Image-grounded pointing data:

++++++

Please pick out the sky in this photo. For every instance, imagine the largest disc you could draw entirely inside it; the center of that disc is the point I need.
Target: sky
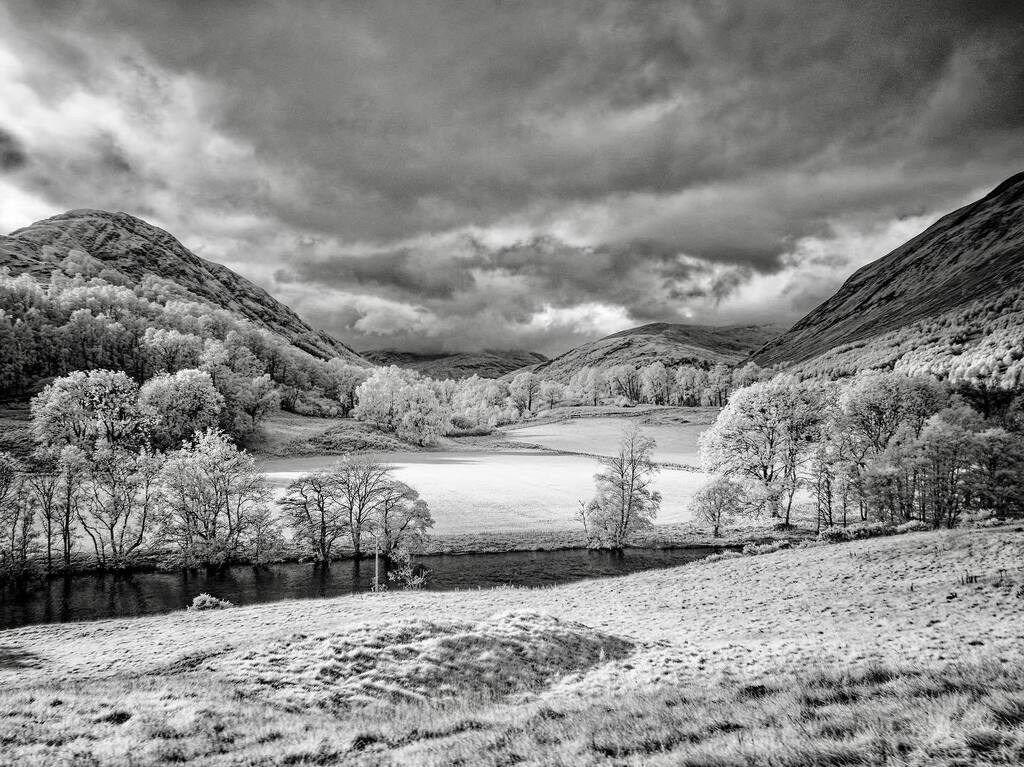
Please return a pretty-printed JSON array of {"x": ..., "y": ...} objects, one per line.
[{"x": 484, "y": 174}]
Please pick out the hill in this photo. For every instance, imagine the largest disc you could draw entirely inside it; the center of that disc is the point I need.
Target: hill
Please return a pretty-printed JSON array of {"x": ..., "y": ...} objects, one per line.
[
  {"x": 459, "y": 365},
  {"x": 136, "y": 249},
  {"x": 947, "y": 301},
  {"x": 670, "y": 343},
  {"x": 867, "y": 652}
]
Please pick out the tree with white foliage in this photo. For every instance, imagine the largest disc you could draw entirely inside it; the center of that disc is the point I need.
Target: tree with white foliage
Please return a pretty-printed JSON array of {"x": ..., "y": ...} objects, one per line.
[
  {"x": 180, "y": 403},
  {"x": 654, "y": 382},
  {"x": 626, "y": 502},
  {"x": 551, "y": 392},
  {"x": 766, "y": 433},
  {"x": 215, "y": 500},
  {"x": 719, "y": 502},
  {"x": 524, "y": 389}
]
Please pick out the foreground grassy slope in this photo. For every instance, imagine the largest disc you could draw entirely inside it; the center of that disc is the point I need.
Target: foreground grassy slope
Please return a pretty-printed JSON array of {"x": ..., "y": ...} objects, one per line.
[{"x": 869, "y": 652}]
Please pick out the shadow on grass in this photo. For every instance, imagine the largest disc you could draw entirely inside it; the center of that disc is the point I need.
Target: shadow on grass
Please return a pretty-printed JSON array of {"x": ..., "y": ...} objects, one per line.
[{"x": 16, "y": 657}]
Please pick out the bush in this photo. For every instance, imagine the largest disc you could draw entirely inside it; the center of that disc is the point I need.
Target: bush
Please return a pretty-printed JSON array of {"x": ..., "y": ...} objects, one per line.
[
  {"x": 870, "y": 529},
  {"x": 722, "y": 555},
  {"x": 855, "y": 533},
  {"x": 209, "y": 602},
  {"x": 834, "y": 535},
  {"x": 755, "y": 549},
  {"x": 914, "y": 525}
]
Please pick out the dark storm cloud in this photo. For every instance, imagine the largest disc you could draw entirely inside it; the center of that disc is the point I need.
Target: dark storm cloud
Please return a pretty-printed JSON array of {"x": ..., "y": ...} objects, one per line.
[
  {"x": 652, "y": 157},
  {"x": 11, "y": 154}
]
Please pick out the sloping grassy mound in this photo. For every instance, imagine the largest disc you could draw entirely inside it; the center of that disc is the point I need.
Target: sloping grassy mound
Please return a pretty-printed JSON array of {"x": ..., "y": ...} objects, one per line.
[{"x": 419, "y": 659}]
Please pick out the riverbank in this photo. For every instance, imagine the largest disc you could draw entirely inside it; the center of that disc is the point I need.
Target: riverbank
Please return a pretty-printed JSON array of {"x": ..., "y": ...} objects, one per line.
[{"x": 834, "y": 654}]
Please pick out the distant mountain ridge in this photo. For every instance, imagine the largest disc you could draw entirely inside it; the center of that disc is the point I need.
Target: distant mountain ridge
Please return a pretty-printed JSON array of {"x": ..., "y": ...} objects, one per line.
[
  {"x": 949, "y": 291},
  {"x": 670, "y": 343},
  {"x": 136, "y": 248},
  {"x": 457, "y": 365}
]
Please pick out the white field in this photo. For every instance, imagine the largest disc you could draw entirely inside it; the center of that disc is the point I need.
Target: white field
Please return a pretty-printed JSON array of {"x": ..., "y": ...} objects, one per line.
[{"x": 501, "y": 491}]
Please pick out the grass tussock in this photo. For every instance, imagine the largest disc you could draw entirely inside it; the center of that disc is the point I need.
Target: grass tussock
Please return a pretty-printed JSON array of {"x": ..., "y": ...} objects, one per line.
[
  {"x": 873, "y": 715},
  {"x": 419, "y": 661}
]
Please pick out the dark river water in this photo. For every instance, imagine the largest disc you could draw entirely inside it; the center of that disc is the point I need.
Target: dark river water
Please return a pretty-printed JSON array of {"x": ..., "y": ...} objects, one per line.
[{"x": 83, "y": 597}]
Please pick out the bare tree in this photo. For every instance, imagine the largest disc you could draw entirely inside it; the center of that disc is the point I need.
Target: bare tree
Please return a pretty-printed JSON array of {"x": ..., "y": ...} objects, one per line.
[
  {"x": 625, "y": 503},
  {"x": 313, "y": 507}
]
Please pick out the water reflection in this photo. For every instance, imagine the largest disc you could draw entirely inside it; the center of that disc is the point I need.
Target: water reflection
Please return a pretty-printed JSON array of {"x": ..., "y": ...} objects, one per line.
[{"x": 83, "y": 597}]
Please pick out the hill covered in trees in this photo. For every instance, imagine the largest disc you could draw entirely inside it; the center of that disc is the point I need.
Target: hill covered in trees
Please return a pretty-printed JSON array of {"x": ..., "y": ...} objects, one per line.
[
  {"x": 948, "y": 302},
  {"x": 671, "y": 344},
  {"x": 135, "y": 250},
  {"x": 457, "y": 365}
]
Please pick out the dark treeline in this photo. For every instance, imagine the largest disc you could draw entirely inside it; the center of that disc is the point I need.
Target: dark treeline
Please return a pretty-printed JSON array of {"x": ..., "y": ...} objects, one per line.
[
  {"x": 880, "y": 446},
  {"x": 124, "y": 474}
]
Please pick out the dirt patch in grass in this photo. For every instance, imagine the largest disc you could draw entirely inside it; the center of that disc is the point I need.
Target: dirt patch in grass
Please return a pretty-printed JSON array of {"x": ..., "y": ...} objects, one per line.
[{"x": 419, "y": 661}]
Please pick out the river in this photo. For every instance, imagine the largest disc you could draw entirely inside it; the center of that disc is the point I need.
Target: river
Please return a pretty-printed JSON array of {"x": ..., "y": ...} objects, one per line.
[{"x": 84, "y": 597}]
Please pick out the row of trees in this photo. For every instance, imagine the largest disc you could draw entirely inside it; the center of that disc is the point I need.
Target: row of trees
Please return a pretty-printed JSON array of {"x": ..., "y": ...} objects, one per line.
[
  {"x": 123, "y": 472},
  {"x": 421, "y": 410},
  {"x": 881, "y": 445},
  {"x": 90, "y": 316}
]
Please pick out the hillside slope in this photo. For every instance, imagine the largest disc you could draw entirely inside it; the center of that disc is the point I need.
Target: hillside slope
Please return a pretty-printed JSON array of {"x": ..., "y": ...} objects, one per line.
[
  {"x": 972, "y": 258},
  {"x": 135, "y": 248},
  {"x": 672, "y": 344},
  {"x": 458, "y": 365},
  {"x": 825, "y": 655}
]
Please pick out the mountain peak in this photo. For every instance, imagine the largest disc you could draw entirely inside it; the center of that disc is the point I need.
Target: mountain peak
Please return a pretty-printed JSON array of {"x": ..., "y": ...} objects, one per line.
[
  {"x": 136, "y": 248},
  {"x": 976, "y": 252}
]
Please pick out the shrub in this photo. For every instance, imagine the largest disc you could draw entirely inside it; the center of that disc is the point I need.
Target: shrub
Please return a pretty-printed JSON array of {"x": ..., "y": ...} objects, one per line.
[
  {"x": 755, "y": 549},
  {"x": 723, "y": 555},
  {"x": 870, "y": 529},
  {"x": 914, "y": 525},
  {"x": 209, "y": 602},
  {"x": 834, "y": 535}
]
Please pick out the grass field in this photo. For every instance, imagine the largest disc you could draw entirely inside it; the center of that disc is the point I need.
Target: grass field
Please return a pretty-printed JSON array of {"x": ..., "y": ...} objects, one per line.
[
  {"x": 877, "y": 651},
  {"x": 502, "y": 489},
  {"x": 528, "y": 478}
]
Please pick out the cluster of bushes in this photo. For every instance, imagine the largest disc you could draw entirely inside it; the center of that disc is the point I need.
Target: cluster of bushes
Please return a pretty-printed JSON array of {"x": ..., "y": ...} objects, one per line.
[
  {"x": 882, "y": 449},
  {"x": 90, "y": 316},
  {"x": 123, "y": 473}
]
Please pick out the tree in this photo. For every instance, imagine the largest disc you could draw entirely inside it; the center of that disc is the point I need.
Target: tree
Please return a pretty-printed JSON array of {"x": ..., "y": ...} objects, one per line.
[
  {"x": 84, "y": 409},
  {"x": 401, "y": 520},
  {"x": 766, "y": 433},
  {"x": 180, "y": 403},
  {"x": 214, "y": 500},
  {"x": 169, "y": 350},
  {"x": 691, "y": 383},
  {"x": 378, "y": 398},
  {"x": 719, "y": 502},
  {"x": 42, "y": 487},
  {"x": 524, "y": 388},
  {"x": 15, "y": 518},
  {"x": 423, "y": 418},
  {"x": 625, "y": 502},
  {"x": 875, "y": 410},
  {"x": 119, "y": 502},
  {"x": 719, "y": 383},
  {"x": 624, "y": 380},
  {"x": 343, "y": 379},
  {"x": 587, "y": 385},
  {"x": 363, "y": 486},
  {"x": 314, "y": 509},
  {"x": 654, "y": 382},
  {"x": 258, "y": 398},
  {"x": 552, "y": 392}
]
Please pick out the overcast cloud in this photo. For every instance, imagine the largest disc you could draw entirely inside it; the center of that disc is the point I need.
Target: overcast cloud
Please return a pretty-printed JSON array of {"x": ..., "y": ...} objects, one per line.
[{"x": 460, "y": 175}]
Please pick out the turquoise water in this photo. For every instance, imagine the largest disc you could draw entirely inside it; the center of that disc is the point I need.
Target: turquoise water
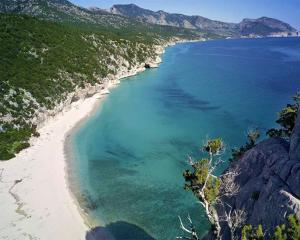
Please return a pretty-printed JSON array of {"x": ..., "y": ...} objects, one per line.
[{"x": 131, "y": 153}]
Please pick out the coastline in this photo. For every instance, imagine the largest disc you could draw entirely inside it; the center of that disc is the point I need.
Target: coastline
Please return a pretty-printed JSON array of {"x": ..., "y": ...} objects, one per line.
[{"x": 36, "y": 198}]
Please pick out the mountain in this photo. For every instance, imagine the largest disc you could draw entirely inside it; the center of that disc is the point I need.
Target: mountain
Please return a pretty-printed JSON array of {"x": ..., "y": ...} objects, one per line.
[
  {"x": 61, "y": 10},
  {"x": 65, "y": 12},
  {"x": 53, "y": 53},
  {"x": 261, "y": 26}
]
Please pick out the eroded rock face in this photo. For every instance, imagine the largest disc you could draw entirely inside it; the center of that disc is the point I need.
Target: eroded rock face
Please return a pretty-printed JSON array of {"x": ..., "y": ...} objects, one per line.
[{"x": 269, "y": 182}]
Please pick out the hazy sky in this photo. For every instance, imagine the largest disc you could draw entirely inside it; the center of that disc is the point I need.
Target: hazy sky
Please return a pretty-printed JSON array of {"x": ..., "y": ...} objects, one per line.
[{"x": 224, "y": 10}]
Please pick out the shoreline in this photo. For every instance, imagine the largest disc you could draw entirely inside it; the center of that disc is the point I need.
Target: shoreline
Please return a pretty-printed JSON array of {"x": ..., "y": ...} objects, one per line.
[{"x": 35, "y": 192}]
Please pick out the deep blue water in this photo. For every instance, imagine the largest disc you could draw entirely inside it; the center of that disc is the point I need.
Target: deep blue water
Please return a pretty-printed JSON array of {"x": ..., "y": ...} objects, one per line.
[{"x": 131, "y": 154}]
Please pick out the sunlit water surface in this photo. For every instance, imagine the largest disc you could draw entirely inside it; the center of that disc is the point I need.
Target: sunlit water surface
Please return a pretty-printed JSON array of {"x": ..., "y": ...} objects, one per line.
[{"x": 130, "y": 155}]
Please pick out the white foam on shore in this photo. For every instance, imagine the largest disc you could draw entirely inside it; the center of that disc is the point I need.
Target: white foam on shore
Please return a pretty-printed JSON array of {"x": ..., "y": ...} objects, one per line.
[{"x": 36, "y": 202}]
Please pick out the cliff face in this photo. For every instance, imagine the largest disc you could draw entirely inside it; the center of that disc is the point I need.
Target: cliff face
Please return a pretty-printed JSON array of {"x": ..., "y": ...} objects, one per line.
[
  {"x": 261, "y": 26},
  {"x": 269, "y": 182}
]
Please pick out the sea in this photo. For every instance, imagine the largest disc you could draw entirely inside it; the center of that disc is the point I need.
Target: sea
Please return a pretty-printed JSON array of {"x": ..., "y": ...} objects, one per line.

++++++

What the task asks —
Could you reproduce, exactly, every line above from the line with "Target: hillside slope" to the line with "Target: mountain peak", and no other line? Both ends count.

Output for this exercise —
Target: hillside slope
Please return a pretty-printed JSON array of {"x": ..., "y": ...} objects, one per line.
[
  {"x": 972, "y": 258},
  {"x": 135, "y": 248},
  {"x": 672, "y": 344},
  {"x": 458, "y": 365},
  {"x": 825, "y": 655}
]
Please pick out the mountain peak in this photo. For every instance, imagine the largest disc you could draw entirely inside it; the center of that disc is the point I need.
Target: mountain peak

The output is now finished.